__WHAT TO PRODUCE__
Transcribe every line of the listing below without any deviation.

__INPUT ROWS__
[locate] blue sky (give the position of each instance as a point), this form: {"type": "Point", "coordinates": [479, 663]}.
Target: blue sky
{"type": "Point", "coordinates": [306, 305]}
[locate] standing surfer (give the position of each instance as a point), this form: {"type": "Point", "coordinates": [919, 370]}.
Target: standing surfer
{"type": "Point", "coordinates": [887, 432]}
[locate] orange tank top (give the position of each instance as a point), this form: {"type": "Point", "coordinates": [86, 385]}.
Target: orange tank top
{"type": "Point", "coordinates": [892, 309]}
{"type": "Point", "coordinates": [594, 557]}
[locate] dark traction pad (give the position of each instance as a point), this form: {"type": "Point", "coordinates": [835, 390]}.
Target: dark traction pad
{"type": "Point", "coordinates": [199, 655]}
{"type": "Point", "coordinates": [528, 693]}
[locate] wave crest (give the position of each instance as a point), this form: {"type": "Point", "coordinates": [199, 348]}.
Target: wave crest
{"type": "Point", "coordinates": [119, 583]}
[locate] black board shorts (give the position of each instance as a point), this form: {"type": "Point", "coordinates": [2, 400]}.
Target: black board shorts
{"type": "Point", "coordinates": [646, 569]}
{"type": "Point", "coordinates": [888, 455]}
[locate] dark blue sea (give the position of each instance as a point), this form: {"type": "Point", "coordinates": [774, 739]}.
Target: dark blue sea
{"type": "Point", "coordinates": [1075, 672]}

__SOLUTION TO THIS TASK__
[locate] blue sky (give the position of each instance as a point), this form: {"type": "Point", "coordinates": [479, 663]}.
Target: blue sky
{"type": "Point", "coordinates": [306, 305]}
[locate] standing surfer (give the position of each instance as a point), this form: {"type": "Point", "coordinates": [919, 370]}.
Target: standing surfer
{"type": "Point", "coordinates": [887, 432]}
[locate] orange tank top (give the position of each instance as a point), this form: {"type": "Point", "coordinates": [86, 385]}.
Target: orange tank top
{"type": "Point", "coordinates": [892, 309]}
{"type": "Point", "coordinates": [594, 557]}
[locate] dark traction pad (give the position of each instance as a point), this form: {"type": "Point", "coordinates": [835, 390]}.
Target: dark traction pad
{"type": "Point", "coordinates": [199, 655]}
{"type": "Point", "coordinates": [528, 693]}
[locate] wave crest (give the position of each instance as a point), this form: {"type": "Point", "coordinates": [199, 348]}.
Target: wave crest
{"type": "Point", "coordinates": [119, 583]}
[locate] black board shorts (give the position of each instance as a point), this form: {"type": "Point", "coordinates": [2, 400]}.
Target: black board shorts
{"type": "Point", "coordinates": [646, 569]}
{"type": "Point", "coordinates": [888, 455]}
[locate] dark blue sea (give the position of each instance as a point), this form: {"type": "Point", "coordinates": [774, 739]}.
Target: dark blue sea
{"type": "Point", "coordinates": [1075, 672]}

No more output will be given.